Your response should consist solely of the records, written out exactly.

◆ **Records supplied**
▬▬▬▬▬▬

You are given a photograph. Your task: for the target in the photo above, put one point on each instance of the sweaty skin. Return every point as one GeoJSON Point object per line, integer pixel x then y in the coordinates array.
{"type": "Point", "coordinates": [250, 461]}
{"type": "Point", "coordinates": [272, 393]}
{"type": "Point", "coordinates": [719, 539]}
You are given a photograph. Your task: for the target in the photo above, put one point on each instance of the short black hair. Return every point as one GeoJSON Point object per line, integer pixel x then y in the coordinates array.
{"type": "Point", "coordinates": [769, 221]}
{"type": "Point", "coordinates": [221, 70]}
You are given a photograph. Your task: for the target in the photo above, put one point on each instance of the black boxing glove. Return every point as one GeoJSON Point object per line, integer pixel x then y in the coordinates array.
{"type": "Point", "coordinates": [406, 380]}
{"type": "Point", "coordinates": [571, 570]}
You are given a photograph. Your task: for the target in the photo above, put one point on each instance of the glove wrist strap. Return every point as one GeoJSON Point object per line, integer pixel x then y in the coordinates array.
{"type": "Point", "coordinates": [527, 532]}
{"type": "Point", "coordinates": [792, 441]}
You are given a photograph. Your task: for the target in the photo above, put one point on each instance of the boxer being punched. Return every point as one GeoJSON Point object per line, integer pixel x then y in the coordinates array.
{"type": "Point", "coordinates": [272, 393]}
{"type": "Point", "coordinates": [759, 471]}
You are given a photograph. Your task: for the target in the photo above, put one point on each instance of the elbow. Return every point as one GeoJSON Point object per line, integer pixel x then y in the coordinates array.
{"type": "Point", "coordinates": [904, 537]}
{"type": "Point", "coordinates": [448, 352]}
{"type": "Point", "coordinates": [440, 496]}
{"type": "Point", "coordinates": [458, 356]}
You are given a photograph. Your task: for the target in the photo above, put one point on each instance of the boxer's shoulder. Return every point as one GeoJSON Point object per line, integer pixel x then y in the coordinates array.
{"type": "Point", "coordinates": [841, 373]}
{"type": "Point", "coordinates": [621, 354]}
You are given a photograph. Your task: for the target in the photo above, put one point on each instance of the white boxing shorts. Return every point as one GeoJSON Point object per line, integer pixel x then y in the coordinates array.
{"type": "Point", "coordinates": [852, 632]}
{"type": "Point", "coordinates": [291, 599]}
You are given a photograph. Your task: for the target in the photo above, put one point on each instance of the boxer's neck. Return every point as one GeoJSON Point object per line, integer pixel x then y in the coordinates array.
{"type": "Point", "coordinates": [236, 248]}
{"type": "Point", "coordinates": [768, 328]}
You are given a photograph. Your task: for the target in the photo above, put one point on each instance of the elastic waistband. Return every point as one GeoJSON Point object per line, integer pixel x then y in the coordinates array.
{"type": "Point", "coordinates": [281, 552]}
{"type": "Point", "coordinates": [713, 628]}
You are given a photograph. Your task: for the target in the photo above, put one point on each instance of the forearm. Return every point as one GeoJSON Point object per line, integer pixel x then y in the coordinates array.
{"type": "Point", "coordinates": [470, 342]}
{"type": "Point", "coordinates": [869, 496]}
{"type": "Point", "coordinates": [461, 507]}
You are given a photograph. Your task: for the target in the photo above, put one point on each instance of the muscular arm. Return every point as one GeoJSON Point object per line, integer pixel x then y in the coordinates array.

▬▬▬▬▬▬

◆ **Result**
You are given a photograph. Your task: for the target in the photo above, put one point on each instance of the sweaty skin. Return every point as one GeoJSON Point object per line, integer pixel x then y in the coordinates array.
{"type": "Point", "coordinates": [250, 461]}
{"type": "Point", "coordinates": [272, 393]}
{"type": "Point", "coordinates": [719, 539]}
You are given a photograph. Your task: for the target in the photo above, put one point on each instance of the short black hair. Return every point as one GeoJSON Point object per line, integer pixel x then y in the coordinates array.
{"type": "Point", "coordinates": [769, 221]}
{"type": "Point", "coordinates": [221, 70]}
You are given a photograph. Your task: for the target in the photo above, put one point on each instance of the black boxing glove. Return every point as one GeoJSON Point object per line, integer pixel x then y in the coordinates array.
{"type": "Point", "coordinates": [406, 380]}
{"type": "Point", "coordinates": [571, 570]}
You are given a photograph. Your task: for the target in the photo above, put one point on each instance of the glove wrist strap. Return every point as one GeoJSON Point object per line, integer pixel x then y in the coordinates array.
{"type": "Point", "coordinates": [527, 532]}
{"type": "Point", "coordinates": [792, 441]}
You are given a photograph. Your task: for the target in the photo above, put one point on each instance of the boxer being punched. Return every point as one GeoJSON Point object per line, integer pixel x then y in the coordinates array.
{"type": "Point", "coordinates": [272, 393]}
{"type": "Point", "coordinates": [759, 471]}
You are given a photograph. Your task: for the target in the photo above, put one point on each instance of the elbow. Return every point as one GeoJSON Point object per line, integer pixel x then y in the coordinates array.
{"type": "Point", "coordinates": [904, 537]}
{"type": "Point", "coordinates": [448, 352]}
{"type": "Point", "coordinates": [440, 496]}
{"type": "Point", "coordinates": [458, 356]}
You are given a photograph. Your task: for the target in the photo above, put one point on each instance of the boxer's shoulder. Return every point as one GeoJSON Point object per line, integer pixel x then y in the coordinates array.
{"type": "Point", "coordinates": [841, 373]}
{"type": "Point", "coordinates": [621, 354]}
You are given a photograph. Your task: for the target in the photo above, put one point on each instance of the white boxing shorts. Return every point as one GeoJSON Point object per line, integer pixel x then y in the coordinates array.
{"type": "Point", "coordinates": [852, 632]}
{"type": "Point", "coordinates": [291, 599]}
You are given a photograph. Your task: for the target in the photo above, put one point on each instance of the boxer's neck. Return every point as one GeoJSON Point object per line, integer pixel x then y in the coordinates array.
{"type": "Point", "coordinates": [236, 248]}
{"type": "Point", "coordinates": [768, 328]}
You are given a photograph. Your task: for the target in the photo above, put one point on each instance of the elastic waistband. Return every point as one GeoJSON Point object per line, integer pixel x then y in the coordinates array.
{"type": "Point", "coordinates": [281, 552]}
{"type": "Point", "coordinates": [713, 628]}
You are given a photograph. Your task: for the target in the photo above, put one point on each instance of the forearm. Return every point as one GeoJSON Point object per line, integer pixel x then y in the coordinates array.
{"type": "Point", "coordinates": [470, 342]}
{"type": "Point", "coordinates": [869, 496]}
{"type": "Point", "coordinates": [461, 507]}
You are given a photograph. Your task: for the target in the photo above, put one point on each instance of the muscular arm. Return every point as one GeoJSON Point object per line, integer pixel x then y in the coordinates array.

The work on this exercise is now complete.